[Point-based annotation data]
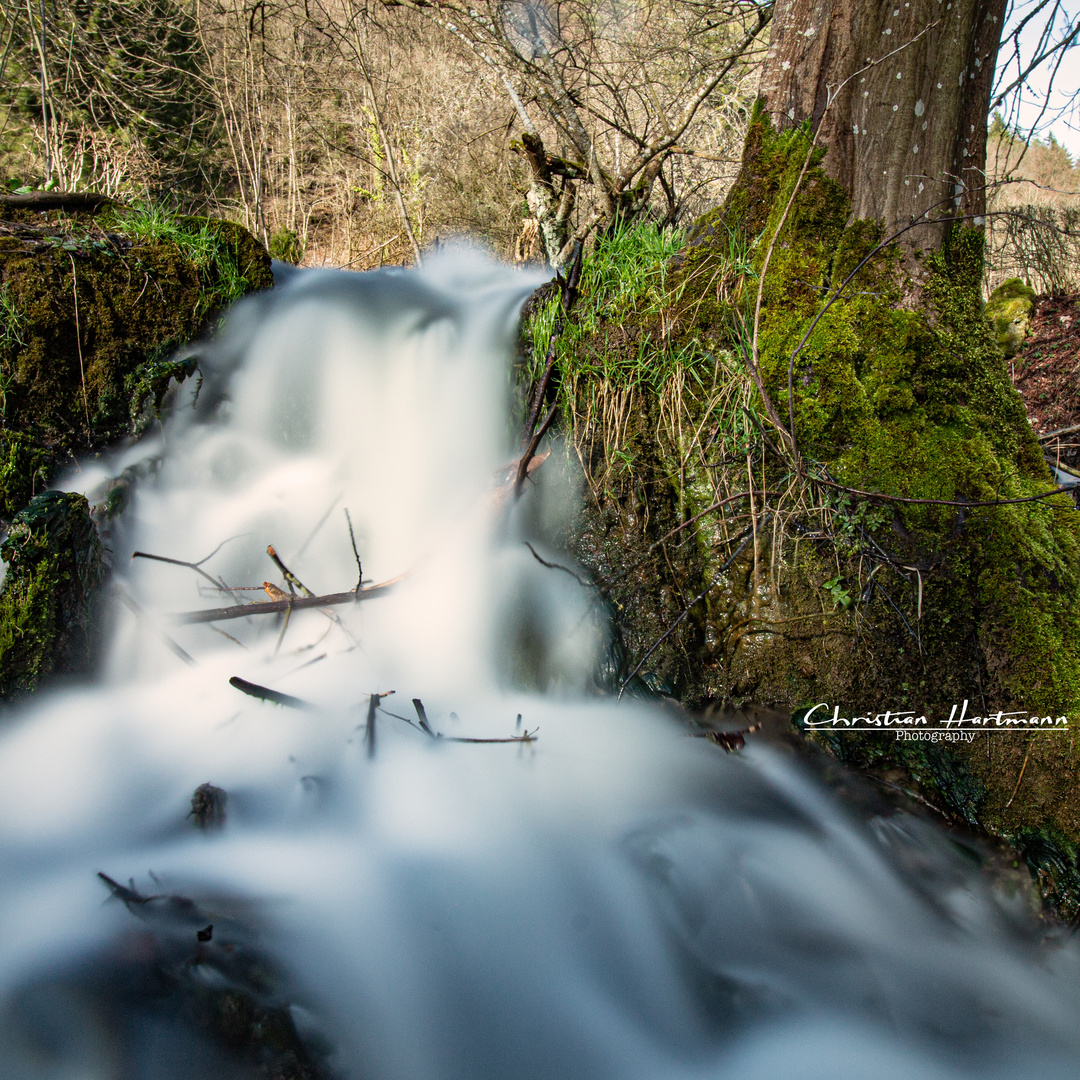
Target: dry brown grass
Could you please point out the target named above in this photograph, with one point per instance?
(1034, 215)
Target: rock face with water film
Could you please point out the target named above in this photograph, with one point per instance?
(845, 505)
(95, 300)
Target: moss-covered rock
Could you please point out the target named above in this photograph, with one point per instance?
(1010, 309)
(93, 305)
(55, 570)
(91, 308)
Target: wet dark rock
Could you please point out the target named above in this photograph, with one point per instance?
(55, 572)
(207, 806)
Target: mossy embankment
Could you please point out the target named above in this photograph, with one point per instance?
(92, 305)
(94, 300)
(898, 388)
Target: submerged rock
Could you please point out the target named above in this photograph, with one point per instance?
(1010, 309)
(95, 299)
(93, 304)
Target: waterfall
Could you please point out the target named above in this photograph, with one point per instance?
(607, 896)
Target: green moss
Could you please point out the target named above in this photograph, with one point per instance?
(24, 471)
(1010, 309)
(898, 386)
(55, 569)
(285, 245)
(89, 302)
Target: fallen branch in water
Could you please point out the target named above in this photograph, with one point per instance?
(269, 607)
(423, 726)
(265, 693)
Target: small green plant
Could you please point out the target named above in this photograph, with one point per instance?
(198, 240)
(285, 245)
(837, 592)
(12, 322)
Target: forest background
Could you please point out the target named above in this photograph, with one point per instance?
(356, 133)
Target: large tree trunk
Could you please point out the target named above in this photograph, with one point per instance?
(899, 93)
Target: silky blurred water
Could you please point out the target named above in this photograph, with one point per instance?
(612, 899)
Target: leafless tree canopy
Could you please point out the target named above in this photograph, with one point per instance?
(361, 131)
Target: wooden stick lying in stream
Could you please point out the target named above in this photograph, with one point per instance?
(296, 603)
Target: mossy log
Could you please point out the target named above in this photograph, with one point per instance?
(92, 306)
(901, 389)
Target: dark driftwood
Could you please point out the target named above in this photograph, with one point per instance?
(56, 200)
(265, 693)
(295, 604)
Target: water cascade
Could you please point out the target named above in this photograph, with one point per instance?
(606, 898)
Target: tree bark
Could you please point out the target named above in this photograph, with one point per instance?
(899, 94)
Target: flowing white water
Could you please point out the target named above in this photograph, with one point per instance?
(611, 900)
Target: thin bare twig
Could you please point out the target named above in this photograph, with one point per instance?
(269, 607)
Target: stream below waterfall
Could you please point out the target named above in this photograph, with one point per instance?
(607, 898)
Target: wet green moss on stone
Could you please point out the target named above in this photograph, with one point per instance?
(55, 570)
(89, 302)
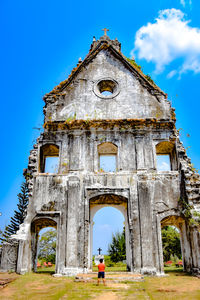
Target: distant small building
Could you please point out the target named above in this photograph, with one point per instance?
(106, 127)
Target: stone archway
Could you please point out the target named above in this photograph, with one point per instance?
(37, 224)
(172, 218)
(109, 200)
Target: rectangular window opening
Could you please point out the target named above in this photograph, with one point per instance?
(107, 163)
(51, 164)
(163, 162)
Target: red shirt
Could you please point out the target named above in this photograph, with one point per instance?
(101, 267)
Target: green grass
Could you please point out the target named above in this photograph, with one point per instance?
(178, 285)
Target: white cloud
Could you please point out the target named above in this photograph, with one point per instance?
(183, 2)
(168, 38)
(171, 74)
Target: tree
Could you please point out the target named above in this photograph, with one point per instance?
(117, 248)
(47, 246)
(171, 243)
(19, 215)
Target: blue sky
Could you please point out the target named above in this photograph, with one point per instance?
(41, 41)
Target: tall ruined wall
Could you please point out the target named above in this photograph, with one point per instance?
(139, 123)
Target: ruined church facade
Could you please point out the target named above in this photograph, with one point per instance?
(108, 108)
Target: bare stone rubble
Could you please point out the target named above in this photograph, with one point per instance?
(107, 106)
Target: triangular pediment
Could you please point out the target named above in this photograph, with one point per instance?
(130, 64)
(105, 69)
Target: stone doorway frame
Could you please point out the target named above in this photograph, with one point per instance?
(171, 218)
(123, 206)
(40, 221)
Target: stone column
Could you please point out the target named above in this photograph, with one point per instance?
(72, 263)
(146, 228)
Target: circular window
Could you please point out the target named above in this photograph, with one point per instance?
(106, 88)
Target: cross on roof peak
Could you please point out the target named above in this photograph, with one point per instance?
(105, 31)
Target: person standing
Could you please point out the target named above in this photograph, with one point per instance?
(101, 272)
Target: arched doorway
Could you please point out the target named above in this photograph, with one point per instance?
(115, 201)
(177, 224)
(37, 225)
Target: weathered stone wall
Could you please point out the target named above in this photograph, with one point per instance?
(135, 118)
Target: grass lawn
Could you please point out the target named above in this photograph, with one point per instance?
(178, 285)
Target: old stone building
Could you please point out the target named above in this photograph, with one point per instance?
(108, 108)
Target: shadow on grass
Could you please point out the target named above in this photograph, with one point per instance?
(176, 271)
(45, 271)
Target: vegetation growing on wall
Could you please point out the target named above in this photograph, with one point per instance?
(19, 215)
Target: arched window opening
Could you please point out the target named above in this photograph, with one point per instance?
(43, 245)
(166, 156)
(49, 158)
(171, 244)
(46, 251)
(107, 157)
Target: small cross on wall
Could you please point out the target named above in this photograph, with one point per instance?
(99, 250)
(105, 31)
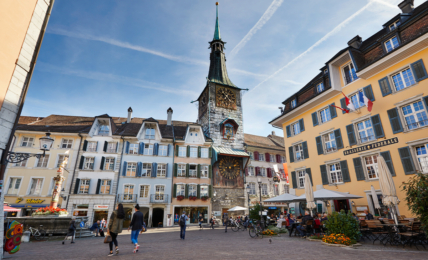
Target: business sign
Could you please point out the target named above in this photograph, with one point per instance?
(371, 146)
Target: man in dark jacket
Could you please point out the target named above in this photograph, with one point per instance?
(136, 225)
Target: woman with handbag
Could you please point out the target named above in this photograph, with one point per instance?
(115, 226)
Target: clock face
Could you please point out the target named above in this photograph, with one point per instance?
(226, 98)
(229, 167)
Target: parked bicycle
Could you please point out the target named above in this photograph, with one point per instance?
(38, 234)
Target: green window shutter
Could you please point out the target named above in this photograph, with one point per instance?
(377, 126)
(345, 171)
(302, 125)
(351, 134)
(324, 176)
(291, 153)
(407, 160)
(385, 88)
(359, 171)
(305, 149)
(288, 129)
(395, 121)
(333, 112)
(387, 156)
(338, 137)
(294, 180)
(368, 92)
(419, 71)
(315, 119)
(319, 145)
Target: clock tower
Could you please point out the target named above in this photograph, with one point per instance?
(220, 114)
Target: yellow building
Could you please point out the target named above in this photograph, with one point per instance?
(339, 150)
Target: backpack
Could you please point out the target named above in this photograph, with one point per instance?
(182, 221)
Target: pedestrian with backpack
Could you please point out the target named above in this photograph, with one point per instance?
(182, 222)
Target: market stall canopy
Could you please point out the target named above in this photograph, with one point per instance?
(286, 197)
(324, 194)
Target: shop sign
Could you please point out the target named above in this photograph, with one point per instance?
(371, 146)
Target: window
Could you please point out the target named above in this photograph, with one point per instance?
(66, 143)
(320, 87)
(61, 159)
(335, 173)
(204, 152)
(109, 164)
(192, 171)
(403, 79)
(204, 171)
(27, 141)
(111, 147)
(36, 186)
(105, 186)
(92, 146)
(181, 190)
(14, 186)
(182, 152)
(163, 150)
(325, 115)
(329, 142)
(131, 170)
(144, 191)
(161, 172)
(181, 170)
(150, 133)
(128, 192)
(148, 149)
(301, 178)
(391, 44)
(415, 115)
(349, 73)
(371, 166)
(365, 131)
(84, 186)
(298, 152)
(194, 152)
(422, 157)
(133, 148)
(43, 161)
(89, 163)
(147, 170)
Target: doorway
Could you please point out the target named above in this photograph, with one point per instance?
(157, 217)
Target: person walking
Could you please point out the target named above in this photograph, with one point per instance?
(115, 226)
(71, 231)
(136, 225)
(182, 222)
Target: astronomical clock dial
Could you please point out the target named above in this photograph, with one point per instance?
(226, 98)
(229, 167)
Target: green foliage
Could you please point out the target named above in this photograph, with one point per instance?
(342, 223)
(416, 189)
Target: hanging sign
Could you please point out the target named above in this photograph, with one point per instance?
(371, 146)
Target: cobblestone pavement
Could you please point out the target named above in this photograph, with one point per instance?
(209, 244)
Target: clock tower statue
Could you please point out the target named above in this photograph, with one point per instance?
(220, 114)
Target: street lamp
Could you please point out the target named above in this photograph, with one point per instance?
(45, 145)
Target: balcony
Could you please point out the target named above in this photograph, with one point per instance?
(159, 198)
(126, 198)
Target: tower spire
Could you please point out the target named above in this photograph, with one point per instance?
(217, 27)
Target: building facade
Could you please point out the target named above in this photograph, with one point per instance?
(339, 150)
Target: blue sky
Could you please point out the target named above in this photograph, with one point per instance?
(103, 56)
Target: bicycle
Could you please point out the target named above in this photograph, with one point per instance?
(37, 234)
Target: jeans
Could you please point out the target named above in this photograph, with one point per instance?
(182, 232)
(134, 236)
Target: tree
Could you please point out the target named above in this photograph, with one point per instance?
(416, 189)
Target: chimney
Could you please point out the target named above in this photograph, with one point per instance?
(169, 119)
(129, 115)
(355, 42)
(406, 6)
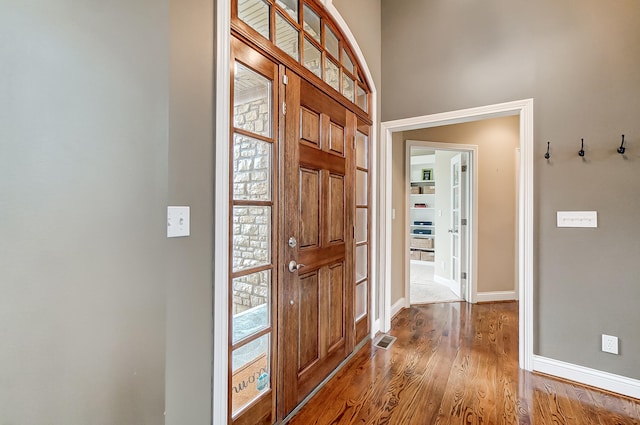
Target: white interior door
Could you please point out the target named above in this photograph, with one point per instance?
(455, 212)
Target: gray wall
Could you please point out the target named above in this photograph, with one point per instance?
(189, 263)
(580, 62)
(105, 119)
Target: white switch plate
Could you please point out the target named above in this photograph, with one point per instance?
(610, 344)
(177, 222)
(577, 218)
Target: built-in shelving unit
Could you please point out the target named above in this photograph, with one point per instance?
(422, 216)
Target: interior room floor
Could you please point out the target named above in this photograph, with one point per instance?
(424, 289)
(455, 364)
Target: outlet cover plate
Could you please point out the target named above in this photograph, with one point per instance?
(178, 222)
(610, 344)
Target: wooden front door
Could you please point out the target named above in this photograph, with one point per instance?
(317, 275)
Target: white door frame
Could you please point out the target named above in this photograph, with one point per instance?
(522, 108)
(471, 247)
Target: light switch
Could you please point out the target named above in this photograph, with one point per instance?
(577, 219)
(177, 221)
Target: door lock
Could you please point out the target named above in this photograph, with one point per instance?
(294, 267)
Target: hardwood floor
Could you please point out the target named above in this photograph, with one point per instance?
(456, 363)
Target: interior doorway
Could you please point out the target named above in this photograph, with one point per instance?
(438, 221)
(524, 111)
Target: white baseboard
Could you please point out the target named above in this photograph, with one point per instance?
(399, 305)
(375, 327)
(448, 283)
(487, 297)
(584, 375)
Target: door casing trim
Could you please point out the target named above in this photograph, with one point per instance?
(522, 108)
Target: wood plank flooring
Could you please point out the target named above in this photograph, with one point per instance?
(456, 363)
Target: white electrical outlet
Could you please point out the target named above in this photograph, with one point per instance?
(178, 222)
(610, 344)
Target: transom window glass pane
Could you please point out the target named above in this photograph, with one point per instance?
(361, 225)
(251, 168)
(346, 61)
(251, 237)
(251, 372)
(312, 57)
(312, 23)
(291, 7)
(361, 99)
(287, 37)
(255, 13)
(361, 187)
(332, 74)
(361, 300)
(348, 87)
(331, 42)
(251, 101)
(362, 150)
(251, 301)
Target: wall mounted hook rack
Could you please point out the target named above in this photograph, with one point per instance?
(621, 149)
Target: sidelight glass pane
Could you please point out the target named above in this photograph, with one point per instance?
(346, 61)
(361, 99)
(255, 13)
(251, 101)
(251, 237)
(361, 225)
(312, 57)
(361, 262)
(348, 87)
(287, 37)
(331, 43)
(361, 187)
(251, 168)
(251, 372)
(251, 301)
(312, 23)
(332, 74)
(290, 6)
(361, 300)
(362, 150)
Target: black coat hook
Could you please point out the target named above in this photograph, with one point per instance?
(621, 149)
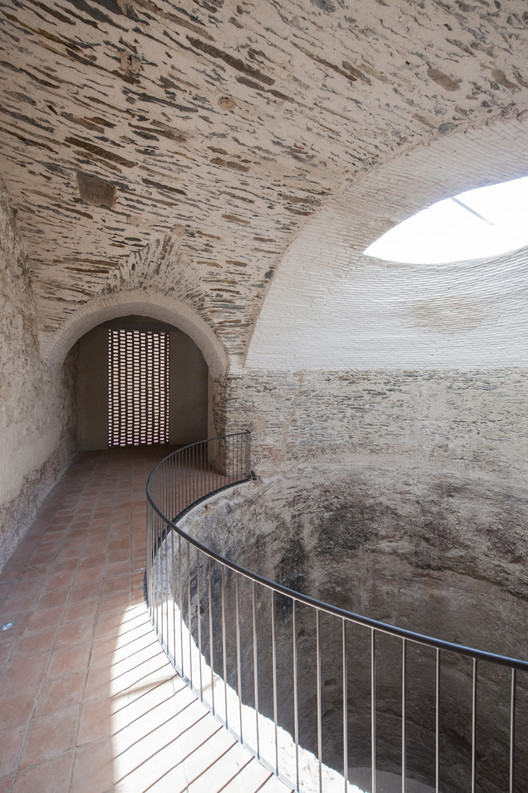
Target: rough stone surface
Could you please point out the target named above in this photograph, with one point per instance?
(35, 403)
(225, 128)
(439, 556)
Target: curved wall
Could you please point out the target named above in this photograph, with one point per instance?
(408, 549)
(36, 404)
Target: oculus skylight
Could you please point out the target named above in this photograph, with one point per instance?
(476, 224)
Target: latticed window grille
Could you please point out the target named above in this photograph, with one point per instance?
(138, 387)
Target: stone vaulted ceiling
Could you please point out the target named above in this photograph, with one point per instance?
(182, 148)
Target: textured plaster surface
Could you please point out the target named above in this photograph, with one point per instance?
(188, 150)
(443, 555)
(35, 402)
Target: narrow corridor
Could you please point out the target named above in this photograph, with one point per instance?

What needs to be done:
Starting at the line that contains "Target: black coat hook", please write out every line to the end of the entries, inclusive, copied exactly and with pictures omitted.

The reply:
Target: black coat hook
Could you please point out the target named above in this photograph, with one point per instance?
(621, 149)
Target: rough stone surface
Could you please point out the target named above in this photograph, with one point per instance?
(35, 403)
(225, 128)
(439, 556)
Target: curved wall
Could you please point out the target named above in this photograph, with one point per instance?
(408, 549)
(36, 404)
Target: oculus skylight
Could you please point out the target named above in this photograph, with one point per instance?
(476, 224)
Target: latticed window grille
Could you please point out the target named above in this photograph, with one point per instance?
(138, 387)
Target: stone vaulted ceiling
Could you please point out the target named above in this photograph, with one point per instance?
(182, 148)
Target: textured plaster surface
Could you please point out the target named above in this photograph, with one point per instance?
(188, 150)
(443, 555)
(35, 402)
Target: narrow corridor
Could you please point out the target named above in this photograph, with one point per instance?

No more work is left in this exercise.